::: Provided text

In Iran, the number of people suffering from drug addiction has more than doubled in the last six years. A survey carried out by a drug control group has found that about 2.8 million people are regularly consuming drugs in the country.
The UN stated that Iran has one of the worst addiction crises in the world, affecting people from all walks of society. Factors such as political instability, economic stagnation, high unemployment, lack of opportunities for development and poverty – the lingering results of years of US sanctions – induce feelings of hopelessness and anguish, and that sense of desperation could drive people towards drug abuse.
Subsequently, addiction could lead drug users into criminality in order to support their habit and usher them towards imprisonment due to arrests for sales or possession of drugs. Out of the 170,000 people in jail in Iran, 68,000 are there for drug trafficking and 32,000 are there because they are addicts.
Iran’s theocracy has tried even harsher anti-drug measures, sentencing huge numbers of convicts to death row. Last year, hundreds of Iranians were reportedly executed for drug crimes, prompting a movement among lawmakers and activists to abolish capital punishment for nonviolent (drug) offenses.
Pakistan’s drug addiction, which kills 700 people daily, also bankrolls terrorists. According to the Drug Use in Pakistan 2013 Survey Report, a collaborative research by the Narcotics Control Division, Pakistan Bureau of Statistics and the UN, there are 7.6 million drug addicts in Pakistan: 78% male and 22% female. These addicts increase at a rate of 40,000 per year putting Pakistan amongst the top drug abusing countries in the world.
The injection of opiates have also caused an HIV/AIDS epidemic in many Central Asian countries. More Russians die from Afghan drugs per year, than the total number of Russian fatalities during the entire 10-year Soviet-Afghan war. And if mortality rates are measured alone, then the Taliban’s involvement in opium production has been a more successful war tactic than any act of terrorism they have committed so far.

::::::

Challenge 1
Reproduce word for word the portion of the passage on drug addiction between "In Iran, the" and "towards drug abuse.", inclusive.
Challenge 2
Count the lines of the records that contain the string "spare", treating case as significant, and give only the number.
The records are unrelated to the passage on drug addiction.

::: Task inputs

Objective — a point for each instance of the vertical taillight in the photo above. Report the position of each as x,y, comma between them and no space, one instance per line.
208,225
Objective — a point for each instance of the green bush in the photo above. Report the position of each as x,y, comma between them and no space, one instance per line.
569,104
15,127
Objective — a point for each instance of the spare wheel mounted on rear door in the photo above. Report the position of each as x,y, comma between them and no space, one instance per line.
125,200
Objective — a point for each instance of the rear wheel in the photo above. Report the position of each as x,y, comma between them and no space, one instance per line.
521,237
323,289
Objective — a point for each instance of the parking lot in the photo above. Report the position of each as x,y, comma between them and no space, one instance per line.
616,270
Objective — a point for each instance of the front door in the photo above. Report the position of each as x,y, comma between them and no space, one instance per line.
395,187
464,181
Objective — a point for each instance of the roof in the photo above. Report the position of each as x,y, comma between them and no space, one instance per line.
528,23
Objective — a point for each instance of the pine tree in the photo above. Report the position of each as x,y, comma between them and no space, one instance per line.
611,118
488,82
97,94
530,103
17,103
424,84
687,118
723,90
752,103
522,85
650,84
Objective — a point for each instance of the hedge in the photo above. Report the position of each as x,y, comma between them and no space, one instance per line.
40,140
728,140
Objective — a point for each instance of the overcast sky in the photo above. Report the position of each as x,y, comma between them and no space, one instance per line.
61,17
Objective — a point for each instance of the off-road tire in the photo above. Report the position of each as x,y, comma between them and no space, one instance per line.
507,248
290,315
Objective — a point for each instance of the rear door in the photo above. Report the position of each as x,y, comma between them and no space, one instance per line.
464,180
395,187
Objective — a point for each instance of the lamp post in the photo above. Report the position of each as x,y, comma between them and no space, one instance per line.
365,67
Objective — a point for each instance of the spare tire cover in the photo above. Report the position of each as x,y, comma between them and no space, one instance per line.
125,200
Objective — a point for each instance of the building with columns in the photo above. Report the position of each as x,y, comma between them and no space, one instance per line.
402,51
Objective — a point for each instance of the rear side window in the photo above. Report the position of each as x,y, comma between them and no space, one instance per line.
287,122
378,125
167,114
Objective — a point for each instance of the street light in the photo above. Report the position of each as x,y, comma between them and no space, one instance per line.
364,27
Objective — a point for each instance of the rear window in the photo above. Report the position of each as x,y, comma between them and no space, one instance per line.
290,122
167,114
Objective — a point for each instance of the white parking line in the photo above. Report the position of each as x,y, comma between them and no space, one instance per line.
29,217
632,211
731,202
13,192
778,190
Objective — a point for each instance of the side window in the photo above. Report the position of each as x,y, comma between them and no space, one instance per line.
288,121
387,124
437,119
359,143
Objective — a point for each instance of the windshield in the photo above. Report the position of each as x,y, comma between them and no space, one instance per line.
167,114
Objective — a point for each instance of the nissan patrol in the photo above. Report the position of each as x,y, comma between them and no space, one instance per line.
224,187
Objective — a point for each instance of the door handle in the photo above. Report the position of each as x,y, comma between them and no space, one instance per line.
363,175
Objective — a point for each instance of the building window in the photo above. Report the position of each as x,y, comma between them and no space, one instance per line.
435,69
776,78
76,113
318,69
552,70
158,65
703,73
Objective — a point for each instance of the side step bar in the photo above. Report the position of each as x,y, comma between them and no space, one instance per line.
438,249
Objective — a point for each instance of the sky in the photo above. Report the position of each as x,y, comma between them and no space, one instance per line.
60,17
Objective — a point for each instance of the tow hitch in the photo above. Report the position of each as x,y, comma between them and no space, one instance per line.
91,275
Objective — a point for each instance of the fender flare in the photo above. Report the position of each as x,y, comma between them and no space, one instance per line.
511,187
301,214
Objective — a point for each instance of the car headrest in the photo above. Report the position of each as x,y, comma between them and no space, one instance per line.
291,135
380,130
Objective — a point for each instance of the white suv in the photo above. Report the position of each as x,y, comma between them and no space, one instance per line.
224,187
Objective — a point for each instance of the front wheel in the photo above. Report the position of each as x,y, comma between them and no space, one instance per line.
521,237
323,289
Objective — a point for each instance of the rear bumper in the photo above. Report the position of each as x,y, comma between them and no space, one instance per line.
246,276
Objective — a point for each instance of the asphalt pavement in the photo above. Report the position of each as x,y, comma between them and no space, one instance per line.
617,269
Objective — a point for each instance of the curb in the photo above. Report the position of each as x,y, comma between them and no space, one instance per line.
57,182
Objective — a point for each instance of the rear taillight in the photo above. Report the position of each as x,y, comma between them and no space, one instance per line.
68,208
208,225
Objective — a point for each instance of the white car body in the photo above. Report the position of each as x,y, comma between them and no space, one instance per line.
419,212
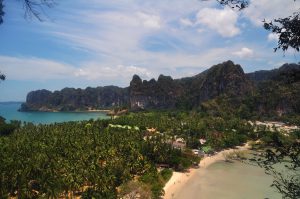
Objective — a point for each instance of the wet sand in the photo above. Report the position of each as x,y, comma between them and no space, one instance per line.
219,179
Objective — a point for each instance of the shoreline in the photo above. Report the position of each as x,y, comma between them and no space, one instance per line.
83,111
179,179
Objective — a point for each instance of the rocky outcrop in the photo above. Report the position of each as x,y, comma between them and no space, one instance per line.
70,99
263,91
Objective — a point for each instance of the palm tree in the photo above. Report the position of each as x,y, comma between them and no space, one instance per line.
2,76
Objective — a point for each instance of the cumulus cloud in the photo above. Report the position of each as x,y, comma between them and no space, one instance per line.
259,10
32,68
149,20
93,71
221,20
21,68
186,22
273,37
244,52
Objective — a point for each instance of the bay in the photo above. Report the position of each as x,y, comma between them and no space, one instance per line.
228,181
9,110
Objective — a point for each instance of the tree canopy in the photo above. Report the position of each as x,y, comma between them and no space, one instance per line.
287,29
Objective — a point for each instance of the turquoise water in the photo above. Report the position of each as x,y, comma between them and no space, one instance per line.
10,112
228,181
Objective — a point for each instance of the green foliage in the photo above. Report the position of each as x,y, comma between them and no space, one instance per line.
166,174
8,128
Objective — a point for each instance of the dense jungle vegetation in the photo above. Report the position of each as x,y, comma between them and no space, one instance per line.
102,158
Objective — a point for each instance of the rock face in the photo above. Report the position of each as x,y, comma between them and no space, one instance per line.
70,99
162,93
264,88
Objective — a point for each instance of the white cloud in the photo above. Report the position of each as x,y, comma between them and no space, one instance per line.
244,53
223,21
26,68
93,71
150,21
31,68
259,10
272,37
186,22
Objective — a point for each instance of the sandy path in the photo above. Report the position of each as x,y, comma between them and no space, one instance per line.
178,179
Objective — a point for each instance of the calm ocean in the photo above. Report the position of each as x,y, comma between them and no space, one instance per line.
9,110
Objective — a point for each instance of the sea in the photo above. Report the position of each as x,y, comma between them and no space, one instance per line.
9,110
225,180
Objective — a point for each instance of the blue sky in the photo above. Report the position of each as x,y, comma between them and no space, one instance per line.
102,42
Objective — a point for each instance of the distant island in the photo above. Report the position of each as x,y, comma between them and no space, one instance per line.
267,92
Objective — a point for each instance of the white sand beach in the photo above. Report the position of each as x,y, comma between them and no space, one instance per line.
179,179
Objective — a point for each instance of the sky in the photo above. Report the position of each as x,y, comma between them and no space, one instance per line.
98,42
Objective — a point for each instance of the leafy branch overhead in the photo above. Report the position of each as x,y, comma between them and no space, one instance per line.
287,29
33,8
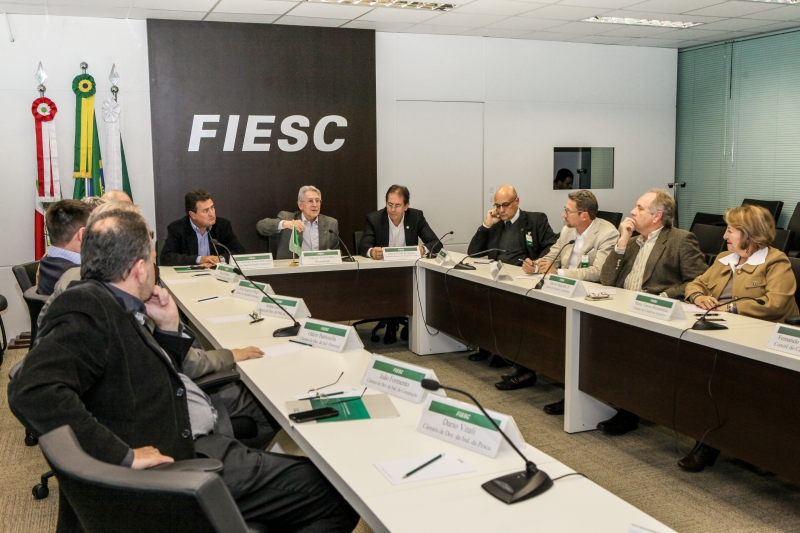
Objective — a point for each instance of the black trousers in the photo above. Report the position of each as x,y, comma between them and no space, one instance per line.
284,492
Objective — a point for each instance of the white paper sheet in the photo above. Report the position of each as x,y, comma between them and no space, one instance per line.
449,465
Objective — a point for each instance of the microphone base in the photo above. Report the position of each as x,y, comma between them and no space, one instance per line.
704,325
519,486
289,331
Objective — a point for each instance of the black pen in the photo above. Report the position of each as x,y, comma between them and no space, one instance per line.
423,466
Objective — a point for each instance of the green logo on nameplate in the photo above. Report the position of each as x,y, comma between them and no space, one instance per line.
325,329
463,416
398,371
654,301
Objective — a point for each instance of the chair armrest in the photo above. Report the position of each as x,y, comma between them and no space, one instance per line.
217,379
192,465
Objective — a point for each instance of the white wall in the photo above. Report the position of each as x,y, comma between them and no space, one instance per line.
530,101
61,43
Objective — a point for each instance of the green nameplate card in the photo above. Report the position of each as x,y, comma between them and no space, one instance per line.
563,286
656,307
329,335
324,257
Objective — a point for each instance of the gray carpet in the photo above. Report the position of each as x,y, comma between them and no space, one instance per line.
639,467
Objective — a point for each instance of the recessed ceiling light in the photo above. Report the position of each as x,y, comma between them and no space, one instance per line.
407,4
643,22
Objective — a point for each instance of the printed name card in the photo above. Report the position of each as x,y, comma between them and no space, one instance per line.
295,306
498,272
330,336
254,261
563,286
443,258
785,339
225,273
401,253
656,307
398,378
249,290
464,425
324,257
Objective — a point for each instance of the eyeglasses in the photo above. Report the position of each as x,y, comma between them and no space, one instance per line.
505,205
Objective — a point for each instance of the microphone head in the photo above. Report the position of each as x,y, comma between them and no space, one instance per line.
430,384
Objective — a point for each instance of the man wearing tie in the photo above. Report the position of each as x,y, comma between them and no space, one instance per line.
319,232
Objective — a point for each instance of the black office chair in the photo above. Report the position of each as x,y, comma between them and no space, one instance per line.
710,240
782,240
773,206
614,218
189,496
708,219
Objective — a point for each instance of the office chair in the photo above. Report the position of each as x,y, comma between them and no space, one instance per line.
189,496
710,240
614,218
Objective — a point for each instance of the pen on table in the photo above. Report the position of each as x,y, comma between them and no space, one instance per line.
423,466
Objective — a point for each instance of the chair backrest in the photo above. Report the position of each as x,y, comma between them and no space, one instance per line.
611,216
708,219
26,274
357,240
108,497
773,206
783,238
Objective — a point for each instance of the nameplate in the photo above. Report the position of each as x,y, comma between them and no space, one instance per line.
498,272
464,425
785,339
398,378
295,306
324,257
254,261
563,286
329,336
443,258
401,253
225,273
656,307
247,290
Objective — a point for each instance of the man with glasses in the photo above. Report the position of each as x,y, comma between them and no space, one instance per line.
318,232
523,235
581,250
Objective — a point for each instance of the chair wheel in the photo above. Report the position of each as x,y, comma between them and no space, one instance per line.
40,491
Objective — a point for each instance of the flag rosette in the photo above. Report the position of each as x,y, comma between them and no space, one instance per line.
44,109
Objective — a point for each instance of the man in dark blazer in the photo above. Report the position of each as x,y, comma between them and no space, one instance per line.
317,231
119,385
662,260
189,238
523,234
396,225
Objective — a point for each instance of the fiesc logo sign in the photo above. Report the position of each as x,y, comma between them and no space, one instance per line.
298,141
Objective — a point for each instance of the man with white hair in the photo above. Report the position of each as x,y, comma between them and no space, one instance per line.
318,232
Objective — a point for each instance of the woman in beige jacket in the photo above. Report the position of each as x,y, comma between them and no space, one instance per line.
750,268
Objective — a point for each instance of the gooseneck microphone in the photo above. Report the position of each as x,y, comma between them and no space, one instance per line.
288,331
511,488
704,325
461,265
544,276
349,258
431,254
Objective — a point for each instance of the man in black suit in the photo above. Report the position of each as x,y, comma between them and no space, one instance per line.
66,221
396,225
189,238
108,362
522,234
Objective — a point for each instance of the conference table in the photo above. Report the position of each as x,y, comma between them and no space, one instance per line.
346,452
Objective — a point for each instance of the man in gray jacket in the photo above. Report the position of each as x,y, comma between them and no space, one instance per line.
317,231
662,260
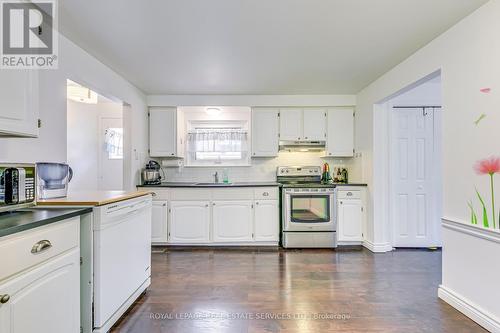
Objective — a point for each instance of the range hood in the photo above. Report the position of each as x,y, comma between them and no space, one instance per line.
304,146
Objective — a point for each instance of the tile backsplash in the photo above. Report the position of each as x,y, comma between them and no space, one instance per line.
263,169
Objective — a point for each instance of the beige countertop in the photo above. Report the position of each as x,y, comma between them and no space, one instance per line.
92,198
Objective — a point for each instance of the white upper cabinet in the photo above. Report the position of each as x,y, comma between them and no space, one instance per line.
340,132
266,220
232,221
19,103
314,124
290,124
189,222
302,124
265,132
165,132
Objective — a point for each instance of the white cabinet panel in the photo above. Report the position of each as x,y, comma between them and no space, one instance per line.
350,220
44,299
232,221
266,220
314,125
19,103
265,132
291,124
340,132
163,132
159,223
189,222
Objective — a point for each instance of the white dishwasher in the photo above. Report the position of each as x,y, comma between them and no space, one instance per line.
122,258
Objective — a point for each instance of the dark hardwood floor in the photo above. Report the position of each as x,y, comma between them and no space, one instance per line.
248,290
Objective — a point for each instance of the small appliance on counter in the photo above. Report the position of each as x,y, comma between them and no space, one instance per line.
151,174
17,186
53,180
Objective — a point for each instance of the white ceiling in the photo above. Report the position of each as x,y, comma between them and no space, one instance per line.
256,46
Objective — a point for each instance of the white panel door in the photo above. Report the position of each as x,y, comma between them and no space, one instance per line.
265,132
266,221
314,124
19,102
350,220
44,299
159,223
189,222
232,221
340,132
162,132
291,124
412,189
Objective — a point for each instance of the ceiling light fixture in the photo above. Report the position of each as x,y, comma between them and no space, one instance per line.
213,111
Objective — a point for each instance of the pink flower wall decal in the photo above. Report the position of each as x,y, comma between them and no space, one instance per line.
488,166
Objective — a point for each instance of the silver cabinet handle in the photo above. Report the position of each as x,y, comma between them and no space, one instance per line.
4,298
41,246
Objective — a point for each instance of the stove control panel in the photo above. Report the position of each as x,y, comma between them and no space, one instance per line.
297,171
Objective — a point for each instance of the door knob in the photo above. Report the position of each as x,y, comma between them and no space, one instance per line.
4,298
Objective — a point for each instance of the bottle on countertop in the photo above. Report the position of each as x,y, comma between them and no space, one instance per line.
345,176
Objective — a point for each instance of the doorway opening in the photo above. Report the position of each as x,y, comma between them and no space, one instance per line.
95,139
414,164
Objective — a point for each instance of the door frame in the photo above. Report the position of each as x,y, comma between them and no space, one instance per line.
436,177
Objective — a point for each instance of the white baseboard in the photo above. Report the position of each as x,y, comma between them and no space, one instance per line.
377,247
469,309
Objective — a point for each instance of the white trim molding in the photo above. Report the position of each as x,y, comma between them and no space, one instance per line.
377,247
470,275
471,310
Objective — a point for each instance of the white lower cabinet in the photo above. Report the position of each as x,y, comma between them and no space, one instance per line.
189,222
232,221
266,219
159,222
350,220
45,299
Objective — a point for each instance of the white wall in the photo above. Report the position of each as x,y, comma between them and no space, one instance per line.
467,56
81,67
84,147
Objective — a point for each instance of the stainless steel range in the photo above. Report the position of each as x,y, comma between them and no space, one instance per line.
308,216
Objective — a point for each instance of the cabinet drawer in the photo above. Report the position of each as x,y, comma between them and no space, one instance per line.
356,194
266,193
158,194
241,193
19,251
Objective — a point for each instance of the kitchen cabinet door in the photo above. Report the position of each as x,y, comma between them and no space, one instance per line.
189,222
314,124
44,299
265,132
340,132
266,221
163,132
232,221
291,124
19,103
350,220
159,223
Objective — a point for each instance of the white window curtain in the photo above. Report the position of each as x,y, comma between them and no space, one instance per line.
217,140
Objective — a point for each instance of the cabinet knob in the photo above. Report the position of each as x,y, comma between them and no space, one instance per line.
41,246
4,298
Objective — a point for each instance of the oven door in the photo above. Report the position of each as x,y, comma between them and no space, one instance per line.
310,209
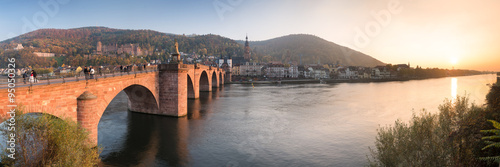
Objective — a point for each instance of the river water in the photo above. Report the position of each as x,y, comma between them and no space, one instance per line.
271,125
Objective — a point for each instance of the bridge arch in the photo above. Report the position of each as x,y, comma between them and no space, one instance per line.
91,104
204,82
191,87
215,80
221,80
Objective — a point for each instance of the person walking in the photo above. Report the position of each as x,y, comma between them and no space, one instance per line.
32,79
25,76
91,72
34,76
86,72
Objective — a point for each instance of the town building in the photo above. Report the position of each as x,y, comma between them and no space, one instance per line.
251,69
19,47
247,54
131,49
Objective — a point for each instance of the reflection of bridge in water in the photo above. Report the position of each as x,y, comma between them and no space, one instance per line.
162,93
149,140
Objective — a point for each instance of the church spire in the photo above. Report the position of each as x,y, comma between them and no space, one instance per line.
246,41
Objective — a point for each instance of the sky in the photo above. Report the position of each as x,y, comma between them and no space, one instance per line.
459,34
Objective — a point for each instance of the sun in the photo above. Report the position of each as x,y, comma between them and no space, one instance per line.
454,60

::::::

Full response 1
In Iran, the number of people suffering from drug addiction has more than doubled in the last six years. A survey carried out by a drug control group has found that about 2.8 million people are regularly consuming drugs in the country.
The UN stated that Iran has one of the worst addiction crises in the world, affecting people from all walks of society. Factors such as political instability, economic stagnation, high unemployment, lack of opportunities for development and poverty – the lingering results of years of US sanctions – induce feelings of hopelessness and anguish, and that sense of desperation could drive people towards drug abuse.

Full response 2
2